[TRECHO ORIGINAL]
A questão será mais detidamente analisada no tópico sobre requisitos e condições de execução da ação controlada.
2. A ação controlada e a entrega vigiada nas convenções internacionais
2.1 Na Convenção de Viena de 1988 (contra o tráfico de drogas)
A entrega vigiada (na Lei 9.034/1995 é referida como “ação controlada”) é aludida como procedimento previsto e recomendado pelas Nações Unidas, na Convenção de Viena de 1988 (Convenção contra o Tráfico Ilícito de Entorpecentes e Substâncias Psicotrópicas).
Os artigos 1º, alínea l, e 11 da referida convenção internacional conceituam entrega vigiada, nos seguintes termos:
“Artigo 1º: (...)
l) Por ‘entrega vigiada’ se entende a técnica de deixar que remessas ilícitas ou suspeitas de entorpecentes, substâncias psicotrópicas, substâncias que figuram no Quadro I e no Quadro II anexos nesta Convenção, ou substâncias que tenham substituído as anteriormente mencionadas, saiam do território de um ou mais países, que o atravessem ou que nele ingressem, com o conhecimento e sob a supervisão de suas autoridades competentes, com o fim de identificar as pessoas envolvidas em praticar delitos especificados no parágrafo 1º do Artigo 3º desta Convenção.” (grifou-se)
“Artigo 11. Entrega Vigiada
1. (...) as Partes adotarão as medidas necessárias, dentro de suas possibilidades, para que se possa recorrer, de forma adequada, no plano internacional, à entrega vigiada, com base nos acordos e ajustes mutuamente negociados, com a finalidade de descobrir as pessoas implicadas em delitos estabelecidos de acordo com o parágrafo 1º do Artigo 3º e de encetar ações legais contra estes. (...) 3. As remessas ilícitas, cuja entrega vigiada tenha sido negociada, poderão, com o consentimento das Partes interessadas, ser interceptadas e autorizadas a prosseguir intactas ou tendo sido retirados ou subtraídos, total ou parcialmente, os entorpecentes ou substâncias psicotrópicas que continham.”
2.2 Na Convenção de Palermo (contra o crime organizado transnacional)
Em 12.03.2004 foi editado o Decreto 5.015/2004, que incorpora ao ordenamento jurídico brasileiro a “Convenção de Palermo” ou “Convenção das Nações Unidas contra o Crime Organizado Transnacional”, adotada por 147 países, em vigor, internacionalmente, no mês de setembro do ano de 2003. Além de trazer uma definição para “participação em grupo criminoso organizado”, também aborda a “entrega vigiada”, nos seguintes termos:
“técnica que consiste em permitir que remessas ilícitas ou suspeitas saiam do território de um ou mais Estados, os atravessem ou neles entrem, com o conhecimento e sob o controle das suas autoridades competentes, com a finalidade de investigar infrações e identificar as pessoas envolvidas na sua prática”. (grifou-se)

[EXERCÍCIOS PROPOSTOS]
1. De acordo com o texto sobre a entrega vigiada, qual decreto incorporou a Convenção de Palermo ao ordenamento jurídico brasileiro?
2. Reproduza o texto sobre a entrega vigiada de "A entrega vigiada (na" até "e Substâncias Psicotrópicas).", sem alterar nada.
A listagem não tem nenhuma relação com o texto sobre a entrega vigiada.

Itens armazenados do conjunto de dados
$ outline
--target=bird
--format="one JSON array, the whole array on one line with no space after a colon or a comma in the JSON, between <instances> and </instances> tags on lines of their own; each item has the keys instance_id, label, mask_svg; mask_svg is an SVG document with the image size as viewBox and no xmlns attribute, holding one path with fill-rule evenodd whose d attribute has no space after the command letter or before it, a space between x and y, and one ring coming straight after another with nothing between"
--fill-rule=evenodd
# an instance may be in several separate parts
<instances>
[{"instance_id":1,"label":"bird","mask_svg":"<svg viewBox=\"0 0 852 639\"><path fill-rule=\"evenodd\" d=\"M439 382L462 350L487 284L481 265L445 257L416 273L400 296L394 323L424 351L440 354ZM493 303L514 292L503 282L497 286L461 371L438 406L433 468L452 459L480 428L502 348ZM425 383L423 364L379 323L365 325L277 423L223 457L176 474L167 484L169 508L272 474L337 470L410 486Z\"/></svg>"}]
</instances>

[SOLUÇÕES]
1. O Decreto 5.015/2004.

2.
A entrega vigiada (na Lei 9.034/1995 é referida como “ação controlada”) é aludida como procedimento previsto e recomendado pelas Nações Unidas, na Convenção de Viena de 1988 (Convenção contra o Tráfico Ilícito de Entorpecentes e Substâncias Psicotrópicas).